• **Requirement a**:
Please copy the passage of the forum post on the CD155 engine between "Dan is right, the" and "amount, we'll save.", inclusive.

• **Text extract**:

--- BEGIN ---

To answer the OP's question:
Yes, the CD155 would make a great engine for an RV9.

ON this forum you'll get all kinds of reasons why a Lycoming is better, but since you asked, I'll share my experience with the CD155. I now have 412 hours on my CD155 - powered Glasair Sportsman.

Dan is right, the numbers Cessna is quoting work because the CD155 makes full power to 9000', and only tapers off very slowly after that. It is a joy to fly behind.

A few facts: It is much more efficient than a Lycoming, FADEC or otherwise, especially when you consider the whole flight profile. If you'll check Kitplanes June 2015 issue, an apples-to-apples comparison was done between to similarly equipped Sportsman aircraft. Both perform similarly, but the diesel uses 1/3 less fuel. Depending on the mission, the CD155 can pay for itself easily even though the initial cost is higher. See Redbird's Redhawk website. In training scenarios, the savings are substantial. I know most of us don't fly like that, but if we use the plane a fair amount, we'll save.

It is much simpler to fly: Start it like your car. One lever controls everything. Set it for the % power you want, or fuel burn, and leave it there. If you haven't flown one before, you'll be amazed. SO simple. No leaning, no carb heat, no worries about shock cooling, no mixture, no prop control.

--- END ---

• **Requirement b**:
Rewrite the listing below with "field scouting" swapped for "terrain survey" and everything else left as it is. Leave the pictures out of your answer.

• **Raw data**:
--- BEGIN ---

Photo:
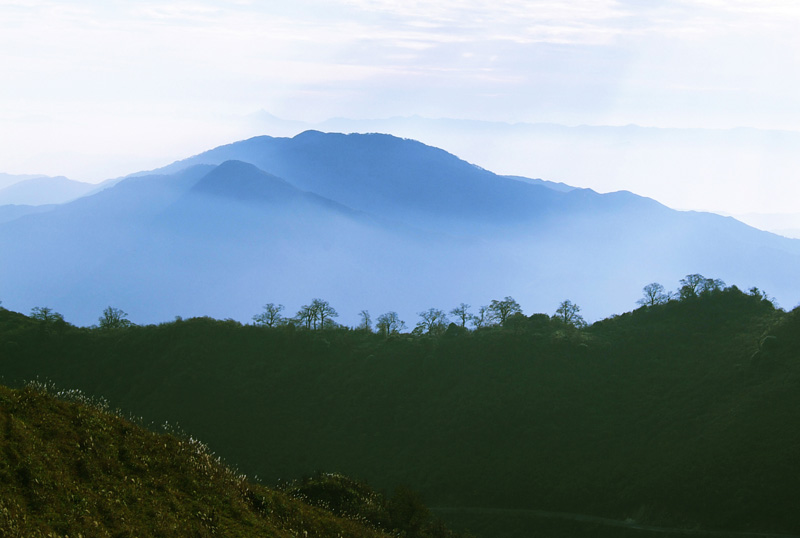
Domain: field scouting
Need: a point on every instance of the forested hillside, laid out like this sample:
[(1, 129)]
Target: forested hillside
[(679, 414)]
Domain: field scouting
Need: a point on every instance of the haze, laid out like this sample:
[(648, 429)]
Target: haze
[(93, 90)]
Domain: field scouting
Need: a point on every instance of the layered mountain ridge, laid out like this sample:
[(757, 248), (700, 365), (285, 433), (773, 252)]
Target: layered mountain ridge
[(367, 222)]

--- END ---

• **Task result a**:
Dan is right, the numbers Cessna is quoting work because the CD155 makes full power to 9000', and only tapers off very slowly after that. It is a joy to fly behind.

A few facts: It is much more efficient than a Lycoming, FADEC or otherwise, especially when you consider the whole flight profile. If you'll check Kitplanes June 2015 issue, an apples-to-apples comparison was done between to similarly equipped Sportsman aircraft. Both perform similarly, but the diesel uses 1/3 less fuel. Depending on the mission, the CD155 can pay for itself easily even though the initial cost is higher. See Redbird's Redhawk website. In training scenarios, the savings are substantial. I know most of us don't fly like that, but if we use the plane a fair amount, we'll save.

• **Task result b**:
Photo:
Domain: terrain survey
Need: a point on every instance of the forested hillside, laid out like this sample:
[(1, 129)]
Target: forested hillside
[(679, 414)]
Domain: terrain survey
Need: a point on every instance of the haze, laid out like this sample:
[(648, 429)]
Target: haze
[(93, 90)]
Domain: terrain survey
Need: a point on every instance of the layered mountain ridge, laid out like this sample:
[(757, 248), (700, 365), (285, 433), (773, 252)]
Target: layered mountain ridge
[(367, 222)]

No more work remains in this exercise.